** Excerpt **

══════════════════════════════

Rendering of proposed 34th Avenue street redesign that includes an open street barricade and diverters (DOT)

Oct. 25, 2021 By Max Parrott

The Department of Transportation unveiled its plan for 34th Avenue in Jackson Heights last week and residents learned that the stretch will not be converted into a car-free linear park.

Instead, the agency presented a plan to Community Board 3 on Oct. 21 to turn the 1.3-mile corridor that runs from 69th Street to Junction Boulevard into a series of pedestrian plazas and traffic-restricted zones.

The 34th Avenue stretch has long been regarded as the gold standard of Open Streets, a program that began in 2020 to provide extra outdoor space for residents during COVID-19.

The DOT plans to install four plaza blocks and a series of traffic demarcations along 34th Avenue aimed at slowing down cars and preventing them from traveling more than one block at a time.(click for presentation)

The plaza blocks will be located from 69th to 70th streets by PS 398, from 73rd to 74th streets by IS 230, from 77th to 78th streets by Travers Park and 93rd to 94th streets by PS 149.

DOT plans to install a plaza block by P.S. 398 (DOT)

DOT plans to install a plaza block by IS 230, as well as a shared street block next to it (DOT)

DOT plans to install a plaza block by Travers Park, and a shared street block between 78th and 79th (DOT)

DOT plans to install a plaza block by P.S. 149 and a shared street block between 94th Street and Junction (DOT)

These plazas will take up the street on the northern side of the median, where traffic will be fully blocked off by granite blocks, and bike lanes will be designated with paint.

On the southern side of these plaza blocks, the DOT will create a “shared street” configuration, with traffic markings and curb extensions that will allow vehicles to enter the block for parking, pick-up and drop-off, but restrict their speed.

Plaza Block (DOT)

══════════════════════════════

** Information provided **
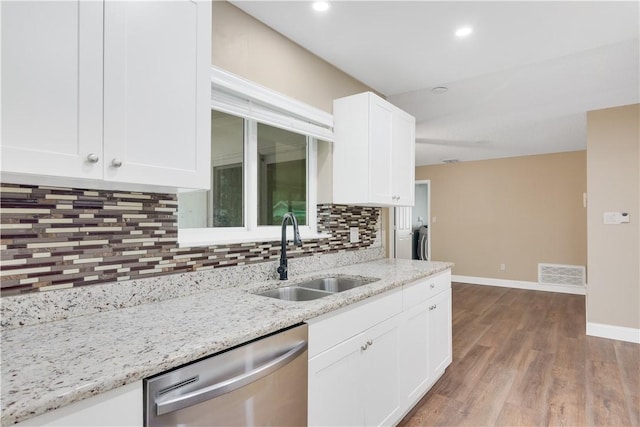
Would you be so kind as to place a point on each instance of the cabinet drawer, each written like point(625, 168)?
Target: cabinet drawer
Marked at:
point(332, 328)
point(421, 290)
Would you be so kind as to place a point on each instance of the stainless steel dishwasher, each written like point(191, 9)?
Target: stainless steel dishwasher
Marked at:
point(261, 383)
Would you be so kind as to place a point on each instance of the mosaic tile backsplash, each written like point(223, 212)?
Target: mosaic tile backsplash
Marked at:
point(53, 238)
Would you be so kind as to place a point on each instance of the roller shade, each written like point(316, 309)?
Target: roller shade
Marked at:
point(234, 95)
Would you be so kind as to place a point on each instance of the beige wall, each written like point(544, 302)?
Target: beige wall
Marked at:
point(613, 182)
point(248, 48)
point(517, 211)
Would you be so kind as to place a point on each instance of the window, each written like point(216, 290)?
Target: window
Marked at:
point(263, 164)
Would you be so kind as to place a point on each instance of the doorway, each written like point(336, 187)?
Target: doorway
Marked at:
point(407, 225)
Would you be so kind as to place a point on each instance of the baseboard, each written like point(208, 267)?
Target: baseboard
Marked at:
point(619, 333)
point(519, 284)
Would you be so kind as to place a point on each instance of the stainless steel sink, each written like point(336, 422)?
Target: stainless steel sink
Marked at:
point(316, 288)
point(294, 293)
point(335, 284)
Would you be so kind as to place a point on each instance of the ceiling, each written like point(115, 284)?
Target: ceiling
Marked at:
point(520, 84)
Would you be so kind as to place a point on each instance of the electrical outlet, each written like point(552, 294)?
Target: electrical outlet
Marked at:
point(354, 235)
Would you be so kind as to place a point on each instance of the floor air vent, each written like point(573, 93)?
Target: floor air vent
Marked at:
point(557, 274)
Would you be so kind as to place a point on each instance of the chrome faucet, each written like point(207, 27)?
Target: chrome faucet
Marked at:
point(283, 269)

══════════════════════════════

** Task instructions **
1) Please reproduce the passage of the 34th Avenue redesign article from "The 34th Avenue" up to and including "and 79th (DOT)".
2) Continue the 34th Avenue redesign article from its last sentence.

** Responses by task **
1)
The 34th Avenue stretch has long been regarded as the gold standard of Open Streets, a program that began in 2020 to provide extra outdoor space for residents during COVID-19.

The DOT plans to install four plaza blocks and a series of traffic demarcations along 34th Avenue aimed at slowing down cars and preventing them from traveling more than one block at a time.(click for presentation)

The plaza blocks will be located from 69th to 70th streets by PS 398, from 73rd to 74th streets by IS 230, from 77th to 78th streets by Travers Park and 93rd to 94th streets by PS 149.

DOT plans to install a plaza block by P.S. 398 (DOT)

DOT plans to install a plaza block by IS 230, as well as a shared street block next to it (DOT)

DOT plans to install a plaza block by Travers Park, and a shared street block between 78th and 79th (DOT)

2)
The overarching 34th Avenue plan is aimed at enhancing the current open street setup, which simply consists of a series of moveable barricades and planters at the entry point to each block.

In addition to the plazas, the plan involves several “shared street” blocks and a system of “diverter” traffic demarcations that will prevent through traffic and make the corridor less reliant on moveable barriers.

DOT urban planner Jessica Cronstein explained that the agency worked with residents and local institutions like schools to come up with a plan.

The agency will install what it calls traffic “diverters” along every intersection of the open street.

The diverters consist of a triangular street demarcation and a granite block that will force cars to turn onto the adjacent north/south streets at the end of each block. The design will still rely on barriers on one side of the street that can be moved so that cars parking or doing deliveries will be able to slowly move through the block.

Street configuration with diverters (DOT)

Diverters (DOT)

“This would be 24 hours a day. It would be all year round. We would be changing the geometry of the street so that through movements along the corridor for vehicles are no longer possible,” said Cronstein.

The DOT says that the design stems from outreach it conducted, with more than 2,000 people surveyed. The DOT reported that 93 percent of the survey respondents were Jackson Heights residents, and nearly a third of the participants listed 34th avenue as the closest intersection to their home.

Cronstein pointed out that it’s an incredibly well-used corridor by pedestrians.

Nearly 50 people signed up to give feedback at Community Board 3 Thursday, with some completely opposed to the open streets concept. Others raised concerns about the implementation of the plan and how it would affect accessibility and traffic on neighboring streets—while others asked questions about whether the proposed traffic restrictions go far enough.

The DOT said that it would take the feedback into consideration as it finalizes the design. Its next step is to coordinate with the MTA, FDNY, NYPD and Sanitation Department for approval, and begin to make the changes in the spring.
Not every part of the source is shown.